Aufgabenstellung: Überführen Sie die folgenden Daten vollständig in eine CSV-Datei mit den Spalten „eingabe“ und „ausgabe“, wobei jeder Text zusammen mit der zugehörigen Antwort eine Zeile bildet und beide Werte in je einem Feld in Anführungszeichen stehen, Zeilenumbrüche durch Leerzeichen ersetzt. Lassen Sie die Bilder in Ihrer Lösung weg.

----

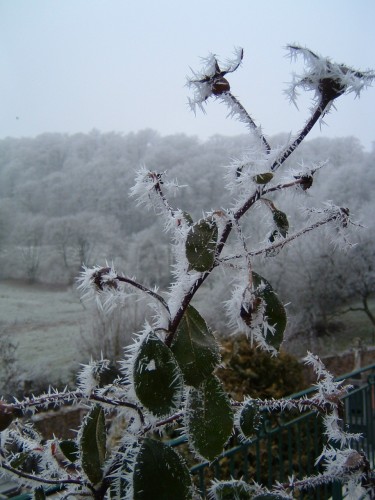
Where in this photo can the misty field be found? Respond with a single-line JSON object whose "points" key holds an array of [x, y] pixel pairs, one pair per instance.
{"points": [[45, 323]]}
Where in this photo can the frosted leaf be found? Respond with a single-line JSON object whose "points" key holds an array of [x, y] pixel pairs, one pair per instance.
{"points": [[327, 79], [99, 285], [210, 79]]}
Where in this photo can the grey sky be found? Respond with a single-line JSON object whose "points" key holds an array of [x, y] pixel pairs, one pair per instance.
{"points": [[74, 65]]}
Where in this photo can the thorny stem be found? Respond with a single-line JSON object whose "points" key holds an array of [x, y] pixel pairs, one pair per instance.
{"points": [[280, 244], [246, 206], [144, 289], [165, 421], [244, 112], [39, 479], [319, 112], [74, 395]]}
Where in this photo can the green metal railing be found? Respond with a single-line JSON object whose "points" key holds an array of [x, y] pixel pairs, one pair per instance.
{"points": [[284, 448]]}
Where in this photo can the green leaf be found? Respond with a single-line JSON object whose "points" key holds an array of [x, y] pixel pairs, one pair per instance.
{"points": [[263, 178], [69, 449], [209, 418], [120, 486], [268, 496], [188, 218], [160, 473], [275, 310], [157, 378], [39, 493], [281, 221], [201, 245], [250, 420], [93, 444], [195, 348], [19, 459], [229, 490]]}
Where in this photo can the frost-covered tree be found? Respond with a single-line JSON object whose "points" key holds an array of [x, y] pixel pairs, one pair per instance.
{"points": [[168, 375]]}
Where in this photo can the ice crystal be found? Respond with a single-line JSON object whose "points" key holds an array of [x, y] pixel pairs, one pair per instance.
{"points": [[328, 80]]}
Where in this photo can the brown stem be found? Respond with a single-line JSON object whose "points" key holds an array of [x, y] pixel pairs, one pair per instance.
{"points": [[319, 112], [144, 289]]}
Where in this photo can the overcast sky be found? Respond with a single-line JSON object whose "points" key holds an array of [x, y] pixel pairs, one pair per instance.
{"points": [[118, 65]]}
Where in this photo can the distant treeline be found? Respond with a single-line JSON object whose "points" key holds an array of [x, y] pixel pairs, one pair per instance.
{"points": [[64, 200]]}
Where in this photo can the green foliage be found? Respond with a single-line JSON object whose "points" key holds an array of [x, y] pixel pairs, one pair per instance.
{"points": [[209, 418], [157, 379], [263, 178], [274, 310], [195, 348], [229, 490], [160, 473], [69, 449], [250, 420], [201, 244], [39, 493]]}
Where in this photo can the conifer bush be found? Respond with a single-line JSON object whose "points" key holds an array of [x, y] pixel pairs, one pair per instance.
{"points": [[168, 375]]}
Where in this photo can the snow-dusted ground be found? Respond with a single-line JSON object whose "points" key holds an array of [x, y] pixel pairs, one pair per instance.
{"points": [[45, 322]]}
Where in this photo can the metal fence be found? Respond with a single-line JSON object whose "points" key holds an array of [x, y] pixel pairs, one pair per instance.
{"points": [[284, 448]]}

----

Vollständige Lösung:
eingabe,ausgabe
"Where in this photo can the misty field be found? Respond with a single-line JSON object whose ""points"" key holds an array of [x, y] pixel pairs, one pair per instance.","{""points"": [[45, 323]]}"
"Where in this photo can the frosted leaf be found? Respond with a single-line JSON object whose ""points"" key holds an array of [x, y] pixel pairs, one pair per instance.","{""points"": [[327, 79], [99, 285], [210, 79]]}"
"Where in this photo can the grey sky be found? Respond with a single-line JSON object whose ""points"" key holds an array of [x, y] pixel pairs, one pair per instance.","{""points"": [[74, 65]]}"
"Where in this photo can the thorny stem be found? Respond with a single-line JSON object whose ""points"" key holds an array of [x, y] pixel pairs, one pair per instance.","{""points"": [[280, 244], [246, 206], [144, 289], [165, 421], [244, 112], [39, 479], [319, 112], [74, 395]]}"
"Where in this photo can the green metal railing be found? Respond with a single-line JSON object whose ""points"" key holds an array of [x, y] pixel pairs, one pair per instance.","{""points"": [[284, 448]]}"
"Where in this photo can the green leaf be found? Respond with a single-line JSON object whose ""points"" key holds an array of [x, y] pixel pairs, one pair per instance.","{""points"": [[263, 178], [69, 449], [209, 418], [120, 486], [268, 496], [188, 218], [160, 473], [275, 310], [157, 378], [39, 493], [281, 221], [201, 245], [250, 420], [93, 444], [195, 348], [19, 459], [229, 490]]}"
"Where in this photo can the frost-covered tree be found? Respond with a single-line JSON object whose ""points"" key holds an array of [x, y] pixel pairs, one pair per instance.","{""points"": [[168, 375]]}"
"Where in this photo can the ice crystal be found? Respond with a single-line JSON object whose ""points"" key holds an array of [x, y] pixel pairs, one pair per instance.","{""points"": [[328, 80]]}"
"Where in this photo can the brown stem be found? Respond with a single-line JSON object whose ""points"" key holds an array of [x, y] pixel pairs, one pair per instance.","{""points"": [[319, 112], [144, 289]]}"
"Where in this photo can the overcast sky be found? Respond with a single-line JSON object whose ""points"" key holds an array of [x, y] pixel pairs, one pair per instance.","{""points"": [[118, 65]]}"
"Where in this photo can the distant treeline be found? Respond with a single-line JSON object whose ""points"" key holds an array of [x, y] pixel pairs, one pair per instance.","{""points"": [[64, 200]]}"
"Where in this photo can the green foliage be found? Respond with a single-line JSON object whose ""points"" key holds an array of [x, y] pixel pairs, one pair per instance.","{""points"": [[209, 418], [157, 379], [263, 178], [274, 310], [195, 348], [229, 490], [160, 473], [69, 449], [250, 420], [201, 244], [39, 493]]}"
"Where in this photo can the conifer bush be found? Respond with a single-line JSON object whose ""points"" key holds an array of [x, y] pixel pairs, one pair per instance.","{""points"": [[168, 375]]}"
"Where in this photo can the snow-dusted ground be found? Respond with a single-line JSON object whose ""points"" key holds an array of [x, y] pixel pairs, one pair per instance.","{""points"": [[45, 322]]}"
"Where in this photo can the metal fence be found? Respond with a single-line JSON object whose ""points"" key holds an array of [x, y] pixel pairs, one pair per instance.","{""points"": [[284, 448]]}"